*** Selected excerpt Section Begins ***

We could get away with it returning the number of instructions to get the size by calling getInstSizeInBytes on them (though I always thought the return the number of instructions API was weird). Your patch untangles the weird mess with NeedSplit trying to skip analyzeBranch which I was hoping to fix later, so overall I think your patch makes sense. The API changes I really need make more sense in the context of inserting an indirect branch, so I think keeping those bits as a new function separate from InsertBranch still makes sense rather than cluttering up all of the other uses

arsenm updated this revision to Diff 71675.Sep 16 2016, 11:08 AM

Update for trunk

SjoerdMeijer accepted this revision.Oct 6 2016, 8:15 AM
SjoerdMeijer added a reviewer: SjoerdMeijer.
SjoerdMeijer added a subscriber: SjoerdMeijer.

This looks reasonable to me. In fact, we have been discussing this before in D23067, which was also supposed to add hook isBranchOffsetInRange. I had to park this work (hope to pick it up), but anyway, they are more than useful hooks to have and the implementation here makes sense to me.

This revision is now accepted and ready to land.Oct 6 2016, 8:15 AM
arsenm closed this revision.Oct 6 2016, 8:51 AM

r283458

*** Selected excerpt Section Ends ***
*** Provided data Section Begins ***

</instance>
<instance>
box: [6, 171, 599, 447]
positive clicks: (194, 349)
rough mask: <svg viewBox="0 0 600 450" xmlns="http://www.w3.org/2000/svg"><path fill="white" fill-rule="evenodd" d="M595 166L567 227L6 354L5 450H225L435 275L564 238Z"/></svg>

*** Provided data Section Ends ***

▶ **Questions to answer**
**a)** In the review thread, which earlier revision does SjoerdMeijer say was also meant to add the hook isBranchOffsetInRange?
**b)** Using the review thread, decide whether each statement agrees with it: (i) arsenm updated the revision to Diff 71675. (ii) SjoerdMeijer rejected the revision. (iii) arsenm closed the revision on Oct 6 2016.
**c)** In the review thread, rewrite the stretch from "Update for trunk" through "sense to me.", changing "reasonable" to "sensible".
The records are separate material, apart from the review thread.

▶ **Answers below**
**a)** D23067

**b)**
(i) Yes: "arsenm updated this revision to Diff 71675."
(ii) No: "SjoerdMeijer accepted this revision."
(iii) Yes: "arsenm closed this revision.Oct 6 2016"

**c)**
Update for trunk

SjoerdMeijer accepted this revision.Oct 6 2016, 8:15 AM
SjoerdMeijer added a reviewer: SjoerdMeijer.
SjoerdMeijer added a subscriber: SjoerdMeijer.

This looks sensible to me. In fact, we have been discussing this before in D23067, which was also supposed to add hook isBranchOffsetInRange. I had to park this work (hope to pick it up), but anyway, they are more than useful hooks to have and the implementation here makes sense to me.